[EXERCISE TASK]
Reproduce the material below with every "Would you please locate" swapped for "Could you mark" and nothing else altered. Omit the pictures.

[DATASET RECORDS]
— start —
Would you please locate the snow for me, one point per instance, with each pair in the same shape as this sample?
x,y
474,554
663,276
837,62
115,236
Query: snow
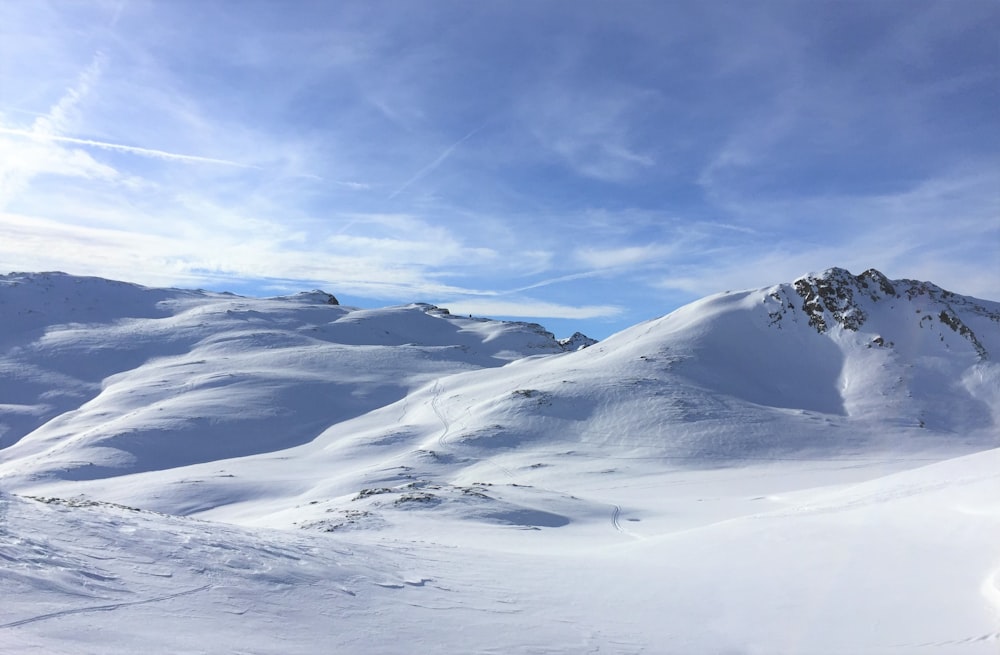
x,y
187,471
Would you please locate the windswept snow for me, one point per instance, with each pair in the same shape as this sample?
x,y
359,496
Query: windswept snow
x,y
807,468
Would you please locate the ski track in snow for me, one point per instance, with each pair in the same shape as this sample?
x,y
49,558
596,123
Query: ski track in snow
x,y
103,608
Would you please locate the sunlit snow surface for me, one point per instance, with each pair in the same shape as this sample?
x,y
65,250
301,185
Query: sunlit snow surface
x,y
194,472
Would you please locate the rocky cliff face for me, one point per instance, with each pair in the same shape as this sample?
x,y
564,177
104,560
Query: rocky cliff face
x,y
836,298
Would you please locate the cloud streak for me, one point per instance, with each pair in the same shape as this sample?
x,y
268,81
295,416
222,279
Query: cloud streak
x,y
434,164
118,147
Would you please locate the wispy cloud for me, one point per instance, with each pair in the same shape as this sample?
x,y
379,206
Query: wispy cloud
x,y
132,150
631,161
440,159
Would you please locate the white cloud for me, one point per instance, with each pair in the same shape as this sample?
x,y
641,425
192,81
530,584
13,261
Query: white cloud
x,y
621,257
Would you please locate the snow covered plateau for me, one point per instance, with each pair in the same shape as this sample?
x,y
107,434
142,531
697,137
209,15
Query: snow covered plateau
x,y
808,468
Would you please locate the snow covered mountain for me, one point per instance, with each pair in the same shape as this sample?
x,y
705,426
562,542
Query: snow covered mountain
x,y
805,410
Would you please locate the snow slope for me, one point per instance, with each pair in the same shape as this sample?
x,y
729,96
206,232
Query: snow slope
x,y
806,468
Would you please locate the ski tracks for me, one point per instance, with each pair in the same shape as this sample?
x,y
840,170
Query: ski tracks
x,y
102,608
616,523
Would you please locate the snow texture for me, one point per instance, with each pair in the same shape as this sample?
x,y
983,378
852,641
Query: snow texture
x,y
808,468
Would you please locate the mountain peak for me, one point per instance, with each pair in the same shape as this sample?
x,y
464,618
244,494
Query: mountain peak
x,y
837,297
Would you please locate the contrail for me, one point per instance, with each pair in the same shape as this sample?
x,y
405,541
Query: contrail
x,y
434,164
134,150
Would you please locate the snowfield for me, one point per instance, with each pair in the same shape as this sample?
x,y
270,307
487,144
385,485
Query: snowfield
x,y
808,468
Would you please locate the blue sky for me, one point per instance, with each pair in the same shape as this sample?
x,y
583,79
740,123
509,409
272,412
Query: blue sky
x,y
586,165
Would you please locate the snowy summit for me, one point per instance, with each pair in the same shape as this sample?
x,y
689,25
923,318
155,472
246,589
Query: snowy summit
x,y
806,468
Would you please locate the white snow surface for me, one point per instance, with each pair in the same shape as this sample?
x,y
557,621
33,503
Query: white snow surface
x,y
809,468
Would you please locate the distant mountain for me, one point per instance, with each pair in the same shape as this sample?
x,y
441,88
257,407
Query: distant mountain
x,y
760,470
101,379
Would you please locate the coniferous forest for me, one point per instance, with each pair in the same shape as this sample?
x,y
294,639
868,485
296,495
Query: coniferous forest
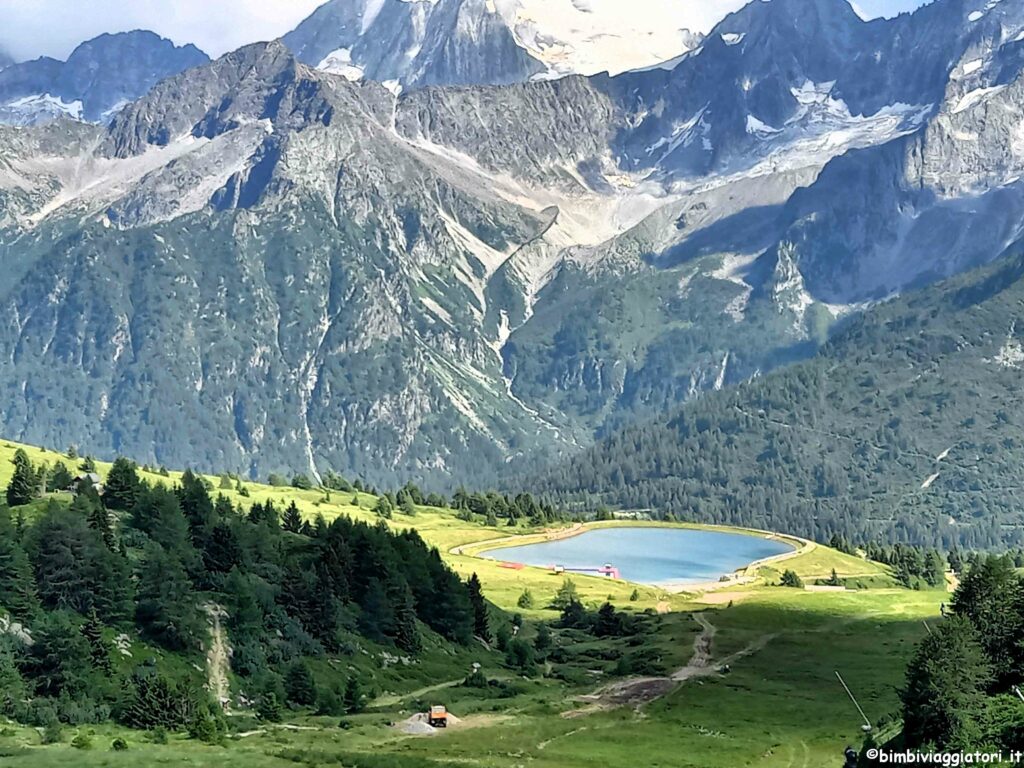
x,y
166,564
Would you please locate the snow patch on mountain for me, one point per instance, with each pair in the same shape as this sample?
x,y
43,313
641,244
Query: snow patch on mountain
x,y
44,105
586,37
340,62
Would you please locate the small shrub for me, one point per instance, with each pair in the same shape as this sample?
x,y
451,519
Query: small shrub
x,y
52,733
82,741
792,579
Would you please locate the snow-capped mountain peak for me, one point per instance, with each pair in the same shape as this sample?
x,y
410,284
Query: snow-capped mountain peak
x,y
461,42
587,37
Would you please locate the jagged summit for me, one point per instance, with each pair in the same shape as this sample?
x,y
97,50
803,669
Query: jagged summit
x,y
99,78
430,281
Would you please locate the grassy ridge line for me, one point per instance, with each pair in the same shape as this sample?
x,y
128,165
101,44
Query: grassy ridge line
x,y
461,542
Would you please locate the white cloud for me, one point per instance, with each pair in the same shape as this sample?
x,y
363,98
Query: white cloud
x,y
53,28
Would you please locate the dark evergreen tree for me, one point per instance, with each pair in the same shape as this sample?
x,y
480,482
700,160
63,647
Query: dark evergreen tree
x,y
609,623
300,688
122,487
945,685
152,699
17,587
481,619
58,659
406,632
58,477
353,696
98,650
88,505
24,485
292,520
75,569
991,597
166,611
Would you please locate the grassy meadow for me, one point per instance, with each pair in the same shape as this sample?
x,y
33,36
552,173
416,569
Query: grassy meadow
x,y
779,705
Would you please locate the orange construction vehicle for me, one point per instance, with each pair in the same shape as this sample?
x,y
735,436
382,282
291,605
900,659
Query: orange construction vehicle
x,y
437,718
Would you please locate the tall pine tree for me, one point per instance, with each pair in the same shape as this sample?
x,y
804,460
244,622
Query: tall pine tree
— end —
[FINISHED ANSWER]
Could you mark the snow for me, one point per instance, with each pair in the same shape as this sample?
x,y
474,554
663,276
837,62
115,236
Query: snow
x,y
187,471
Could you mark the windswept snow for me, one point per instance, with each pair in the same shape as this sample?
x,y
359,496
Query: windswept snow
x,y
807,468
Could you mark the ski track in snow for me, one point per instance, with each pair in the same shape as this sample?
x,y
49,558
596,123
Query: ski track in snow
x,y
103,608
Could you mark the sunlit snow surface for me, one point per instance, with each pair in the same shape as this sample?
x,y
65,250
301,185
Query: sunlit snow surface
x,y
194,472
Could you mark the rocky cliff face for me, one point per instance, with each pair in the same shape as this sample?
x,y
564,177
104,560
Query: rocky cliff face
x,y
836,298
Could you mark the cloud streak for me, one point per instance, with each pair in the same shape as this sample?
x,y
268,81
295,416
222,279
Query: cloud streak
x,y
434,164
118,147
Could you mark the wispy cloud for me, one point per instance, with each pair in the same shape as this sample?
x,y
379,206
Query: wispy cloud
x,y
132,150
631,161
440,159
Could you mark the white cloud for me, one point per instance, with each pair in the same shape as this sample?
x,y
641,425
192,81
530,584
13,261
Query: white cloud
x,y
621,257
Could you mark the snow covered plateau for me, one point per instance, with each pair in the same shape as this sample?
x,y
107,434
142,531
697,137
209,15
Query: snow covered plateau
x,y
808,468
Could you mark the snow covered mountain for me, one point per instance, with each pair in the same shape as this sample?
x,y
705,426
562,542
Query: snow covered mountain
x,y
805,410
Could you mark the snow slope for me, one point per instance, with each pair in the same shape as this sample?
x,y
729,96
206,232
Query: snow slope
x,y
806,468
Could you mark the ski tracks for me, one point per instance, with each pair in the same shape as this sample?
x,y
840,170
Query: ski tracks
x,y
102,608
616,523
Could you mark the snow texture for me, one point per instance, with each pair in the same shape as this sample?
x,y
983,378
852,641
Query: snow texture
x,y
808,468
Could you mark the mountain peak for me, one point per instance, with each pair in the same shape as this sample?
x,y
464,618
244,494
Query: mountain peak
x,y
837,297
Could you mark the contrail for me, one point per instance, with each pair in the same shape as this sample?
x,y
405,541
Query: contrail
x,y
434,164
134,150
Could you mark the snowfield for me, one point per instance, with each pair in the same shape as this sample?
x,y
270,307
487,144
385,485
Query: snowfield
x,y
808,468
Could you mark the blue sky for me, one point per instance, with each pair in the same shape as this sample?
x,y
583,79
740,123
509,409
272,412
Query: blue sky
x,y
586,165
Could you mark the snowy summit for me, one point per instance, with each pair in the same shape as this sample?
x,y
689,25
923,318
155,472
246,589
Query: snowy summit
x,y
806,468
Could you mark the white snow surface for me, one point per instance, with each pair in the same shape as this sample?
x,y
557,621
33,503
Query: white snow surface
x,y
809,468
Could you mark the distant mountain for me, one point per instance, with each pair in the same shape as this sample?
x,y
441,88
257,407
Query: distant mountain
x,y
760,470
101,379
Could you mark the coniferous forest for me, one point per instance, with each pair in the same shape as this sample?
x,y
294,639
868,485
296,495
Query: coniferous forest
x,y
166,564
Could you mark the snow patch on mountain for me, one point per instance, with each pair in the same shape as this sample?
x,y
43,313
641,244
Query: snow patch on mountain
x,y
44,105
586,37
340,62
Could you mark the small shrub for me, one point per instance, with each pair in the same shape as this sample?
x,y
451,519
Query: small shrub
x,y
52,733
82,741
792,579
Could you mark the snow-capped mountain peak for me, one point per instance, with each pair in the same shape as this sample?
x,y
410,284
Query: snow-capped mountain peak
x,y
461,42
587,37
Could you mark the jagged summit for me, one point per instance, with each pair in the same shape as this sample?
x,y
97,50
803,669
Query: jagged summit
x,y
99,78
430,281
Could you mark the grassy ridge line for me, one point per instance, with each pair in the same shape as this sample?
x,y
128,165
101,44
Query: grassy ridge line
x,y
461,542
Could you mark the white cloud for me, one point per instance, with each pair in the same shape as this sample?
x,y
363,98
Query: white cloud
x,y
53,28
Could you mark the dark evergreen tree for me, one point per instance, with each pair in the same shape as this sample?
x,y
480,482
700,160
63,647
Query: dark evergreen tree
x,y
609,623
300,688
122,487
945,685
152,699
17,587
481,619
58,659
406,632
58,477
353,696
98,650
88,505
24,485
292,520
75,569
991,597
166,611
Could you mark the grassy meadow for me, one point per instance, with each pair in the same shape as this sample?
x,y
33,36
552,173
416,569
Query: grassy meadow
x,y
779,705
Could you mark the orange construction vehicle for me, one point per instance, with each pair in the same shape as this sample?
x,y
735,436
382,282
291,605
900,659
Query: orange construction vehicle
x,y
437,718
Could you mark the tall pine tree for me, one point per instance, with each pair in the same shape as this sample?
x,y
804,460
244,622
Query: tall pine tree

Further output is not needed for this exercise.